┏━━
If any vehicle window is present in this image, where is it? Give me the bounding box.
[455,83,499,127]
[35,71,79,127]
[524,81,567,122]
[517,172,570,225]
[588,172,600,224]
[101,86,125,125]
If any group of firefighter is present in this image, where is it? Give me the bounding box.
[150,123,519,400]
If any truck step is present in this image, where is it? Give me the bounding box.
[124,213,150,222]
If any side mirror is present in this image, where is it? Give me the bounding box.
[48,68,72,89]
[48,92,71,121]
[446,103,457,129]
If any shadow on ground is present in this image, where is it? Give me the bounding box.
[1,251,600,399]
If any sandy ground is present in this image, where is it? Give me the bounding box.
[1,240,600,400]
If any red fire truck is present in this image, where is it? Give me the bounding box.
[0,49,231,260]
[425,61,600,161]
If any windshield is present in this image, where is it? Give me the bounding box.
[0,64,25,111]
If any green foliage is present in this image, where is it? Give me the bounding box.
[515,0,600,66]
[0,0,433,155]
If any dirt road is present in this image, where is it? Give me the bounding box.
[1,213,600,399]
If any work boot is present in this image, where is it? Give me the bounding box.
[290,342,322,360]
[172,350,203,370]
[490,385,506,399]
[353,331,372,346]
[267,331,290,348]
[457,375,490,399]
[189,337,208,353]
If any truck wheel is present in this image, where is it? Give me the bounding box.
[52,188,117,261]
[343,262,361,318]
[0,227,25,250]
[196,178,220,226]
┗━━
• DESCRIPTION OF THE TASK: Each line of the material above needs repeating verbatim.

• SOLUTION TO THIS PROBLEM:
If any vehicle window is present in this image, where is it? Give me the bounding box.
[455,83,499,127]
[35,71,79,127]
[524,81,567,122]
[517,172,570,225]
[588,172,600,224]
[101,86,125,125]
If any group of firefighter is present in this image, where is it? Give me the bounding box.
[150,123,519,400]
If any truck step is present in this image, where is it? Give me the bounding box.
[124,213,150,222]
If any side mirror is present in this image, where is it? Give me the bounding box.
[48,68,72,89]
[48,92,71,121]
[446,103,457,129]
If any shadow on ground is present in this image, where is it? Give me the bounding box.
[1,251,600,399]
If any sandy ground is present in this image, where is it? Give me the bounding box.
[1,240,600,400]
If any red fire truck is present in this image, where is it? Give me the bounding box.
[0,49,231,260]
[425,61,600,161]
If any windshield is present in this image, where is it? Give me the bounding box.
[0,64,25,111]
If any green foliage is present in this image, where is it? Give me the bounding box.
[515,0,600,66]
[0,0,433,155]
If any dirt road is present in this image, where is it? Give me the bounding box.
[1,213,600,399]
If any work boot is present in this image, where is it? Give me the bounding box.
[290,342,322,360]
[172,350,203,370]
[490,385,506,399]
[353,331,372,346]
[267,331,290,348]
[457,375,490,399]
[189,337,208,353]
If any truck wheel is present in this image, where is it? Give me the bounding box.
[52,188,117,261]
[343,262,361,318]
[0,227,25,250]
[196,178,220,226]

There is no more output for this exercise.